▸ Directive:
Every entry below should be printed exactly, without its images.

▸ Data for the task:
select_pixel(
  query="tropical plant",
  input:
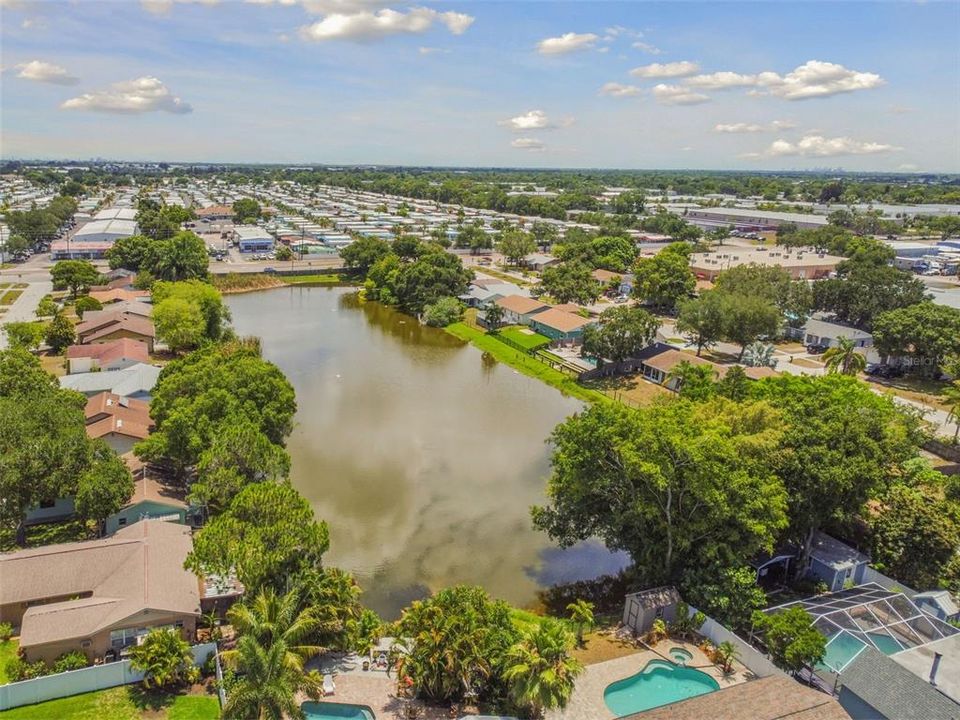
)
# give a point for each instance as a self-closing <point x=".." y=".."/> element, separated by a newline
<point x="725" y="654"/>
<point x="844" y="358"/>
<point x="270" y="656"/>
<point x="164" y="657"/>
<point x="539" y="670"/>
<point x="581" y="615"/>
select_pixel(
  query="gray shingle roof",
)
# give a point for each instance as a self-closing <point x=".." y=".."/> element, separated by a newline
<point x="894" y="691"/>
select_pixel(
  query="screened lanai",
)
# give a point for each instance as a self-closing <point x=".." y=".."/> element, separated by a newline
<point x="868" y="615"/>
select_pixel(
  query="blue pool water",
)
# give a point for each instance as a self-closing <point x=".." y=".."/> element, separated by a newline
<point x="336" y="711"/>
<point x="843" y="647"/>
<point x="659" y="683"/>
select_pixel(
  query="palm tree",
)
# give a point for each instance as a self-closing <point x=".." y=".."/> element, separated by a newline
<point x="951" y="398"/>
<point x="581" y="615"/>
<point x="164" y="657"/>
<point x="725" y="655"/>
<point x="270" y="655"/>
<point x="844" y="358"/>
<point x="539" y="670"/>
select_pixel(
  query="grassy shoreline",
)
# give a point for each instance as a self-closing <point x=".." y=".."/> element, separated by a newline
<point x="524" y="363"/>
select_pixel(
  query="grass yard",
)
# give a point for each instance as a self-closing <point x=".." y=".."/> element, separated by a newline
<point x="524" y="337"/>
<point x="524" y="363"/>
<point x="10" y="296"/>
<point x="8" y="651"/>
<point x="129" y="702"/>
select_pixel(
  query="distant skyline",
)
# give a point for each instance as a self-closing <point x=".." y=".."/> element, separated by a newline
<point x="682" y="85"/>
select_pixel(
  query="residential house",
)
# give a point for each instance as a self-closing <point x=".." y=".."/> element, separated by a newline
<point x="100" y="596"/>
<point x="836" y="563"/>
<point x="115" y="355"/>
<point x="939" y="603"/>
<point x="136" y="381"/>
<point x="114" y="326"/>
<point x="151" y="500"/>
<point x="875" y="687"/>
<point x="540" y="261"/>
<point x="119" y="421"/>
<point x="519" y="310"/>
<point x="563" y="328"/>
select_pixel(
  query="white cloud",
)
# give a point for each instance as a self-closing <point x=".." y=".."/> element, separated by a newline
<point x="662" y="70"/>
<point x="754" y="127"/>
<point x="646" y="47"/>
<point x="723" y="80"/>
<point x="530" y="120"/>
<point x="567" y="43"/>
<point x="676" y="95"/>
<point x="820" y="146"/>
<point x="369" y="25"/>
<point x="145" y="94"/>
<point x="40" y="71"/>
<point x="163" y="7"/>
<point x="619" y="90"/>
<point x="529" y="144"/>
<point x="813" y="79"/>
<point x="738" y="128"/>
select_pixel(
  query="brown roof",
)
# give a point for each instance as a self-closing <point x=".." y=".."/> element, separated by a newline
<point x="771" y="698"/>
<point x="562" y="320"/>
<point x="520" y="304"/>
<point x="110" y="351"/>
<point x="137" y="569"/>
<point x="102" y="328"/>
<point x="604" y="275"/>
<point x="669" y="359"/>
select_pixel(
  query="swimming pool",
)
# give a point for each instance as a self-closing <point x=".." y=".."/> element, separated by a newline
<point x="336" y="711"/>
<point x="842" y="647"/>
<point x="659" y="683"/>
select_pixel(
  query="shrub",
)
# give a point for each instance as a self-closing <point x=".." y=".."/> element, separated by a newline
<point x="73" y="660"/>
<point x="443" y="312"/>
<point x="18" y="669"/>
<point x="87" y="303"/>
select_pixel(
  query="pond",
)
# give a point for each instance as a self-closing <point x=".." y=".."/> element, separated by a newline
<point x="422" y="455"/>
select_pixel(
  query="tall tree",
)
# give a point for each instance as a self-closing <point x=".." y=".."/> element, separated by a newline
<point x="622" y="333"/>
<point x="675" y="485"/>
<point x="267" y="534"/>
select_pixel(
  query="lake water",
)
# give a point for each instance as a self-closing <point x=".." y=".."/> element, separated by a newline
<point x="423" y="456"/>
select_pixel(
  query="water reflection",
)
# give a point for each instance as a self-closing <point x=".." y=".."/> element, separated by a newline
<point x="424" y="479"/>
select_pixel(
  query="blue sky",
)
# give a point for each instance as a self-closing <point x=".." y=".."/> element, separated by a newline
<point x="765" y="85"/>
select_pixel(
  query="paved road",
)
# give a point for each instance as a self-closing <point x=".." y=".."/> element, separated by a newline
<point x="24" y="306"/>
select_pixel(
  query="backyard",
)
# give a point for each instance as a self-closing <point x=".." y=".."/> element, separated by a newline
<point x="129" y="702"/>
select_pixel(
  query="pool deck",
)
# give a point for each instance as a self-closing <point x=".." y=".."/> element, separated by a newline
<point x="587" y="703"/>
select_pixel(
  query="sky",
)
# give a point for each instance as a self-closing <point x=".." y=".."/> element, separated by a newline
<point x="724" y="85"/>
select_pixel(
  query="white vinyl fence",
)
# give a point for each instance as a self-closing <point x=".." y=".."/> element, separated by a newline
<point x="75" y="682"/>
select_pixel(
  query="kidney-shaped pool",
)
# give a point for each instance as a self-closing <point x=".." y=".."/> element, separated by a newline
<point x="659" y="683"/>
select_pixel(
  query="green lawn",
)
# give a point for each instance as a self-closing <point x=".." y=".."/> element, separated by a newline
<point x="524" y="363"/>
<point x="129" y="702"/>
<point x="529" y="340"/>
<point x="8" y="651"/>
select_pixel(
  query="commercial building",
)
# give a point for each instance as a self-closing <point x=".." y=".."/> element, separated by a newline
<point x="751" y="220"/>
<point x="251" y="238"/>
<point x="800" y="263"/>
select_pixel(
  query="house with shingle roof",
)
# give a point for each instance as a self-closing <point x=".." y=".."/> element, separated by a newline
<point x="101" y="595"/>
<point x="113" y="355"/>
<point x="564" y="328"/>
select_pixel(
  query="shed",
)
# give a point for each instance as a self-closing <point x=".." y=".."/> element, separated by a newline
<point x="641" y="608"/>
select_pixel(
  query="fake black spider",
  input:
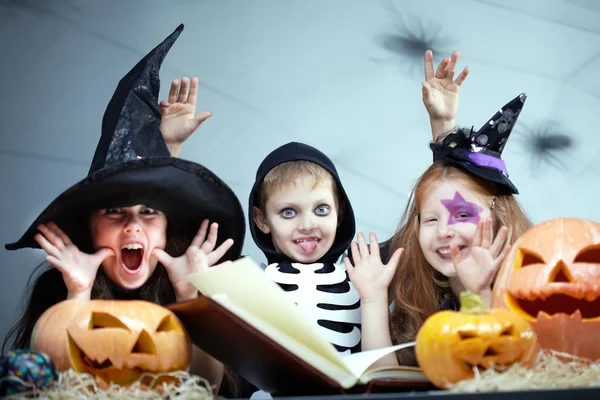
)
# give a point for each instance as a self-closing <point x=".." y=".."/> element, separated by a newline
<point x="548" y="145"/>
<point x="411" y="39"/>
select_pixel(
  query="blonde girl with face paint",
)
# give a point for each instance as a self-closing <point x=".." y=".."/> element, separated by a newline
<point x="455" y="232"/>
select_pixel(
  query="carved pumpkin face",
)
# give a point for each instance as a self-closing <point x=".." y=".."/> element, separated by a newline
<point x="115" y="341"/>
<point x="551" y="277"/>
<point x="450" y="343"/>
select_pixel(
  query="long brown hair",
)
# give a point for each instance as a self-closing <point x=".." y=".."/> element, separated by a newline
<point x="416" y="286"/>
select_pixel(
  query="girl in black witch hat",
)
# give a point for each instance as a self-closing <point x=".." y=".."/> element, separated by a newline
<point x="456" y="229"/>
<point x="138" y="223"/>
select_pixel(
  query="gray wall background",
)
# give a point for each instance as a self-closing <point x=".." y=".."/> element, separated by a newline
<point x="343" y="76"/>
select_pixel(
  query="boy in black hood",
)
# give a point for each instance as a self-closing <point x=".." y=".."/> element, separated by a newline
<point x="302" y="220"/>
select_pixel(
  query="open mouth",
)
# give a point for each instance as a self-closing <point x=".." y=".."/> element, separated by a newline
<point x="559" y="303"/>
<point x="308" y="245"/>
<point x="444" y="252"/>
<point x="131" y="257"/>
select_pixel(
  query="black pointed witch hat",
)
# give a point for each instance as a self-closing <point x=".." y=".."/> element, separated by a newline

▸ Response:
select_pixel(
  query="tropical plant",
  input:
)
# give a point for each instance as a self-closing <point x=".." y=".."/> element, separated by a newline
<point x="725" y="654"/>
<point x="844" y="358"/>
<point x="270" y="656"/>
<point x="164" y="657"/>
<point x="539" y="670"/>
<point x="581" y="615"/>
select_pixel(
  query="gray shingle roof",
)
# give a point for each instance as a self-closing <point x=".." y=".."/> element, separated by a newline
<point x="894" y="691"/>
select_pixel(
  query="screened lanai",
)
# give a point for each instance as a self-closing <point x=".." y=".."/> element, separated by a newline
<point x="868" y="615"/>
select_pixel(
  query="blue pool water",
)
# give a point for each instance as a self-closing <point x=".." y=".."/> element, separated by a newline
<point x="336" y="711"/>
<point x="843" y="647"/>
<point x="659" y="683"/>
select_pixel(
  query="palm tree",
)
# give a point for each instance as a self-closing <point x=".." y=".."/> element, separated by a newline
<point x="951" y="398"/>
<point x="581" y="615"/>
<point x="164" y="657"/>
<point x="725" y="655"/>
<point x="270" y="655"/>
<point x="844" y="358"/>
<point x="539" y="670"/>
select_pixel(
  query="grassy shoreline",
)
# give a point for each instance as a self-closing <point x=".." y=".."/> element, separated by a newline
<point x="524" y="363"/>
select_pixel(
  query="grass yard",
)
# give a point for each instance as a self-closing <point x=".." y=".."/> element, separated by a newline
<point x="524" y="337"/>
<point x="524" y="363"/>
<point x="10" y="296"/>
<point x="8" y="651"/>
<point x="129" y="702"/>
select_pixel(
  query="distant skyline",
)
# give a point for each instance as a self-closing <point x=".." y=".."/> element, separated by a newline
<point x="682" y="85"/>
select_pixel(
  query="residential house",
)
# give a point for each instance as a self-closing <point x=".." y=".."/> element, separated by a newline
<point x="100" y="596"/>
<point x="836" y="563"/>
<point x="115" y="355"/>
<point x="939" y="603"/>
<point x="136" y="381"/>
<point x="114" y="326"/>
<point x="151" y="500"/>
<point x="875" y="687"/>
<point x="540" y="261"/>
<point x="119" y="421"/>
<point x="519" y="310"/>
<point x="563" y="328"/>
select_pixel(
  query="white cloud",
)
# give a point for each instance as a self-closing <point x=".." y=".."/> element, separated by a newline
<point x="662" y="70"/>
<point x="754" y="127"/>
<point x="646" y="47"/>
<point x="723" y="80"/>
<point x="530" y="120"/>
<point x="567" y="43"/>
<point x="676" y="95"/>
<point x="820" y="146"/>
<point x="369" y="25"/>
<point x="145" y="94"/>
<point x="40" y="71"/>
<point x="163" y="7"/>
<point x="619" y="90"/>
<point x="529" y="144"/>
<point x="813" y="79"/>
<point x="738" y="128"/>
select_pixel(
  query="brown roof",
)
# give a point for each instance as a self-closing <point x=".." y=".."/> element, separated by a newline
<point x="771" y="698"/>
<point x="562" y="320"/>
<point x="520" y="304"/>
<point x="110" y="351"/>
<point x="137" y="569"/>
<point x="102" y="328"/>
<point x="604" y="275"/>
<point x="669" y="359"/>
select_pixel(
  query="swimming pool",
)
# give a point for each instance as a self-closing <point x=".." y=".."/> element, separated by a newline
<point x="336" y="711"/>
<point x="842" y="647"/>
<point x="659" y="683"/>
select_pixel(
  query="shrub",
)
# give a point for each instance as a self-closing <point x=".." y=".."/> element, separated by a newline
<point x="73" y="660"/>
<point x="443" y="312"/>
<point x="18" y="669"/>
<point x="87" y="303"/>
select_pixel(
  query="pond",
)
# give a point for each instance as a self-closing <point x=".." y=".."/> element, separated by a newline
<point x="422" y="455"/>
select_pixel(
  query="tall tree",
)
# give a point for each instance as a self-closing <point x=".." y=".."/> element, separated by a newline
<point x="622" y="333"/>
<point x="675" y="485"/>
<point x="267" y="534"/>
select_pixel(
  query="lake water",
)
# give a point for each instance as a self-closing <point x=".." y=".."/> element, separated by a newline
<point x="423" y="456"/>
select_pixel(
  query="water reflection",
)
# give a point for each instance as a self-closing <point x=".." y=".."/> element, separated by a newline
<point x="424" y="479"/>
select_pixel(
  query="blue sky",
)
# give a point for each instance as a self-closing <point x=".." y=".."/> element, separated by a newline
<point x="765" y="85"/>
select_pixel(
  query="paved road",
)
# give a point for each instance as a self-closing <point x=".." y=".."/> element, separated by a newline
<point x="24" y="306"/>
select_pixel(
  query="backyard",
)
# give a point for each instance as a self-closing <point x=".." y=".."/> element, separated by a newline
<point x="129" y="702"/>
select_pixel(
  query="pool deck",
)
# give a point for each instance as a self-closing <point x=".." y=".."/> element, separated by a newline
<point x="587" y="703"/>
select_pixel(
  query="sky",
)
# give a point for each instance as a self-closing <point x=".." y=".."/> element, separated by a newline
<point x="724" y="85"/>
select_pixel(
  query="white vinyl fence",
)
# give a point for each instance as a self-closing <point x=".." y=".."/> element, separated by a newline
<point x="75" y="682"/>
select_pixel(
  query="kidney-shaped pool",
)
# give a point for each instance as a self-closing <point x=".." y=".."/> element, separated by a newline
<point x="659" y="683"/>
select_pixel(
  query="green lawn",
)
# give a point for each instance as a self-closing <point x=".." y=".."/> element, separated by a newline
<point x="524" y="363"/>
<point x="129" y="702"/>
<point x="529" y="340"/>
<point x="8" y="651"/>
select_pixel(
  query="commercial building",
)
# give a point for each instance as a self-closing <point x=".." y=".."/> element, separated by a newline
<point x="751" y="220"/>
<point x="251" y="238"/>
<point x="800" y="263"/>
select_pixel(
  query="house with shingle roof",
)
# give a point for each instance as a self-closing <point x=".." y=".."/> element, separated by a newline
<point x="101" y="595"/>
<point x="113" y="355"/>
<point x="564" y="328"/>
select_pixel(
  query="shed",
)
# give a point for each instance as a self-closing <point x=".." y=".."/> element, separated by a newline
<point x="641" y="608"/>
select_pixel(
  query="fake black spider",
  input:
)
# give a point for each instance as a self-closing <point x=".." y=".."/> element, separated by a newline
<point x="548" y="145"/>
<point x="411" y="39"/>
select_pixel(
  query="blonde girl with face paint",
)
# give a point for each instance as a self-closing <point x=".." y=".."/> element, separated by a newline
<point x="455" y="232"/>
select_pixel(
  query="carved pumpkin face",
)
# give a point for each instance as a self-closing <point x=".." y=".."/> element, separated by a newline
<point x="115" y="341"/>
<point x="551" y="277"/>
<point x="450" y="343"/>
select_pixel(
  query="long brown hair",
)
# give a point for each instance as a self-closing <point x=".." y=".."/> element, separated by a newline
<point x="416" y="286"/>
select_pixel(
  query="girl in black witch hat",
)
# give a point for each instance as a self-closing <point x=".." y=".."/> element, separated by a newline
<point x="456" y="229"/>
<point x="138" y="223"/>
select_pixel(
  query="gray wall background",
)
# give a point for each instance as a self-closing <point x=".." y=".."/> element, separated by a newline
<point x="343" y="76"/>
select_pixel(
  query="boy in black hood",
)
# give a point for each instance as a self-closing <point x=".." y=".."/> element, separated by a newline
<point x="302" y="220"/>
select_pixel(
  query="open mouth",
)
# give a point for each instance as a self-closing <point x=".." y=".."/> element, separated by a newline
<point x="559" y="303"/>
<point x="308" y="245"/>
<point x="444" y="252"/>
<point x="131" y="257"/>
select_pixel(
  query="black pointed witch hat",
)
# give a point for each instance as a self-closing <point x=".." y=".."/> element, separated by a newline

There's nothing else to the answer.